Excerpt from a dataset:
----

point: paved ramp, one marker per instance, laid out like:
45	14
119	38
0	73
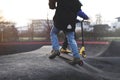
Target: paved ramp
35	65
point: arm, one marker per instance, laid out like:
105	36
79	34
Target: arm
82	15
52	4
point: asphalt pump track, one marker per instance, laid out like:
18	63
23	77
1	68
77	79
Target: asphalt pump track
102	63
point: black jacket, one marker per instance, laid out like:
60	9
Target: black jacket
66	13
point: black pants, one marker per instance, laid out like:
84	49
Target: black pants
65	43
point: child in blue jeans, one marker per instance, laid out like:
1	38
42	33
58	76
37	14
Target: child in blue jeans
65	19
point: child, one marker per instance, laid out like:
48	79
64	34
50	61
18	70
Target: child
64	19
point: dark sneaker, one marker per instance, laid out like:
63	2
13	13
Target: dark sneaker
54	54
65	50
76	61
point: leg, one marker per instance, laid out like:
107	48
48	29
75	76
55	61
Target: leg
55	43
74	48
73	45
64	48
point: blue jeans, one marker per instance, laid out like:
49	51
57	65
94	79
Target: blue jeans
71	41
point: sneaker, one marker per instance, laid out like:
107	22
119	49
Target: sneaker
76	61
54	54
65	50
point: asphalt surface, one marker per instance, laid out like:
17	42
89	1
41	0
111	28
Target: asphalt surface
102	63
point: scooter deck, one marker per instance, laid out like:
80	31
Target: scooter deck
68	57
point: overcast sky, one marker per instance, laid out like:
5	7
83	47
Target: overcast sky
22	11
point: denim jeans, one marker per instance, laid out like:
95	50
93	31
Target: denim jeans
71	41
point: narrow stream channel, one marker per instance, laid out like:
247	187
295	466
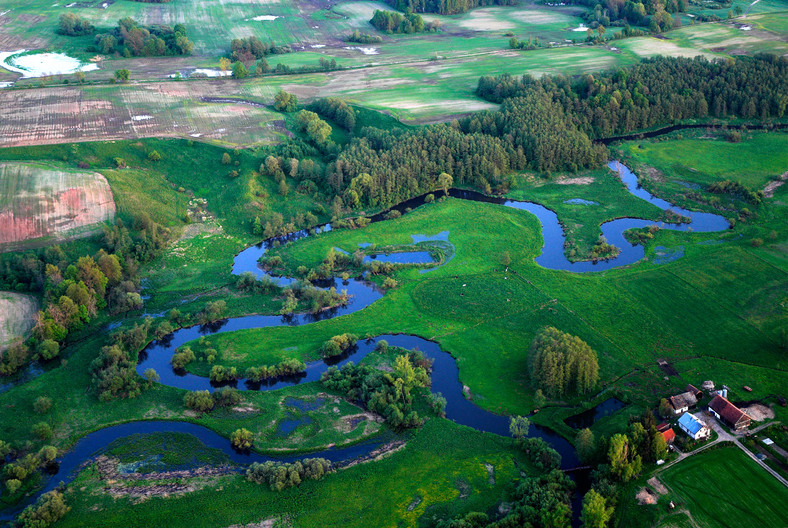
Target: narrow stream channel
445	374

----

▸ **TO DO**
Render every line of the material above as a numbered list, skipping blank lines and omitting the pictures.

▸ **THE RESPONSE**
1. point: paved ramp, one marker per instance, laid out like:
2. 45	14
3. 119	38
4. 0	73
5. Target: paved ramp
6. 35	65
7. point: arm, one marker per instance, laid out like:
8. 105	36
9. 79	34
10. Target: arm
11. 82	15
12. 52	4
13. point: asphalt pump track, one marker per instance, laid out like:
14. 18	63
15. 23	77
16. 1	68
17. 77	79
18. Target: asphalt pump track
19. 102	63
20. point: black jacket, one marker per instance, laid out like:
21. 60	9
22. Target: black jacket
23. 66	13
24. point: black pants, one marker per instance, laid out like:
25. 84	49
26. Target: black pants
27. 65	43
28. point: child in blue jeans, one marker per instance, laid out like:
29. 1	38
30. 42	33
31. 58	76
32. 37	14
33. Target: child in blue jeans
34. 65	19
35. point: child, one marker per instance, laid out like:
36. 48	79
37. 64	34
38. 50	61
39. 18	70
40. Target: child
41. 64	19
42. point: dark sneaker, one marker per instance, laid out like:
43. 63	2
44. 13	13
45. Target: dark sneaker
46. 54	54
47. 65	50
48. 76	61
49. point: leg, one marker per instance, laid out like:
50. 107	48
51. 48	29
52. 75	76
53. 55	61
54. Target: leg
55. 55	43
56. 74	48
57. 73	45
58. 64	48
59. point: blue jeans, one marker per instance, laid out like:
60. 49	51
61. 57	65
62. 94	79
63. Target: blue jeans
64. 71	41
65. point: sneaker, one marker per instance, laid out like:
66. 107	22
67. 119	49
68. Target: sneaker
69. 76	61
70. 54	54
71. 65	50
72. point: asphalt surface, one marker per instance, laid out like:
73. 17	42
74. 89	1
75. 41	0
76. 111	28
77. Target: asphalt surface
78. 102	63
79. point: scooter deck, one marker per instance, laid out like:
80. 80	31
81. Target: scooter deck
82. 68	57
83. point: overcast sky, one marker per instance, laid out like:
84. 5	7
85. 83	47
86. Target: overcast sky
87. 22	11
88. point: denim jeans, one marker per instance, laid out like:
89. 95	50
90. 93	31
91. Target: denim jeans
92. 71	41
93. point: narrow stream channel, one marker per instance, laid out like:
94. 247	187
95. 295	466
96. Target: narrow stream channel
97. 445	374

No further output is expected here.